## TASK LIST
(1) In the Carolingian discussion, who is named as the last Byzantine duke of Rome before the Carolingian takeover?
(2) Rewrite the Carolingian discussion from "and decides to" up to and including "close, to ERE.", putting "Patriarch" in place of "Pope".

## EXCERPT TO READ
START
Charlemange of course retains all the power as king, with the potential HRE acting as a puppet figure head for him to control.

How plausible is this, and what are the ramifications if it were to happen this way?
 
Was there even any Roman aristocrat who could claim descend from Roman noble families?

And I am not sure that anyone would want to be just puppet emperor.
 
For the purposes of this question, let's say Charlemange was not excited by the prospect of being crowned titular emperor of a dead, non-frankish empire

Which summarize roughly the IOTL situation, interestingly. Carolingian Empire wasn't considered as the resurrection of Roman Empire (in spite of its popularity, it have zero credibility when one look to sources, and is generally academically discarded)

Calling Carolingian as "Roman Empire" or "HRE" is at best making an anachronism and not understanding at all the nature of royal power and institutions in the IXth century; at worst deliberatly ignoring sources in favour of biased historiography.

(From the one pulling that in first place, I understand you didn't created this notion just for the thread, of course)

and decides to have the Pope crown a male from one of the few remaining Roman aristocratic lines.
The main problem about this, particularily, were that Roman aristocrats were close , maybe a bit too close, to ERE.
One shouldn't confuse pontifical and monastic institutions (that indeed knew a growing temporal power over the Ducatus Romanus), and Roman families.

Eusthatius, the last byzantine duke of Rome before Carolingian takeover (you had other dukes up to the IXth century, but they're growingly mixed with pontifical offices) had enough ties with ERE to be sent as an ambassador on Ravenna.
END
## DATASET EXTRACT
START
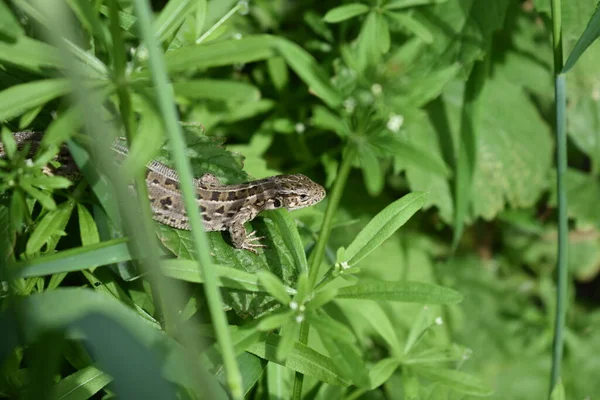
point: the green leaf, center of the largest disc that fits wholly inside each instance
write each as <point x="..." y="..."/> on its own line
<point x="88" y="16"/>
<point x="412" y="25"/>
<point x="213" y="89"/>
<point x="589" y="35"/>
<point x="171" y="17"/>
<point x="9" y="146"/>
<point x="289" y="335"/>
<point x="81" y="384"/>
<point x="44" y="198"/>
<point x="383" y="225"/>
<point x="30" y="54"/>
<point x="309" y="71"/>
<point x="48" y="183"/>
<point x="345" y="12"/>
<point x="325" y="119"/>
<point x="52" y="224"/>
<point x="327" y="326"/>
<point x="245" y="50"/>
<point x="558" y="393"/>
<point x="274" y="321"/>
<point x="321" y="298"/>
<point x="382" y="371"/>
<point x="368" y="43"/>
<point x="347" y="358"/>
<point x="9" y="26"/>
<point x="408" y="292"/>
<point x="372" y="172"/>
<point x="410" y="155"/>
<point x="301" y="358"/>
<point x="76" y="259"/>
<point x="19" y="98"/>
<point x="397" y="4"/>
<point x="88" y="230"/>
<point x="278" y="72"/>
<point x="457" y="380"/>
<point x="274" y="286"/>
END
## THE RESULTS
(1) Eusthatius

(2)
and decides to have the Patriarch crown a male from one of the few remaining Roman aristocratic lines.
The main problem about this, particularily, were that Roman aristocrats were close , maybe a bit too close, to ERE.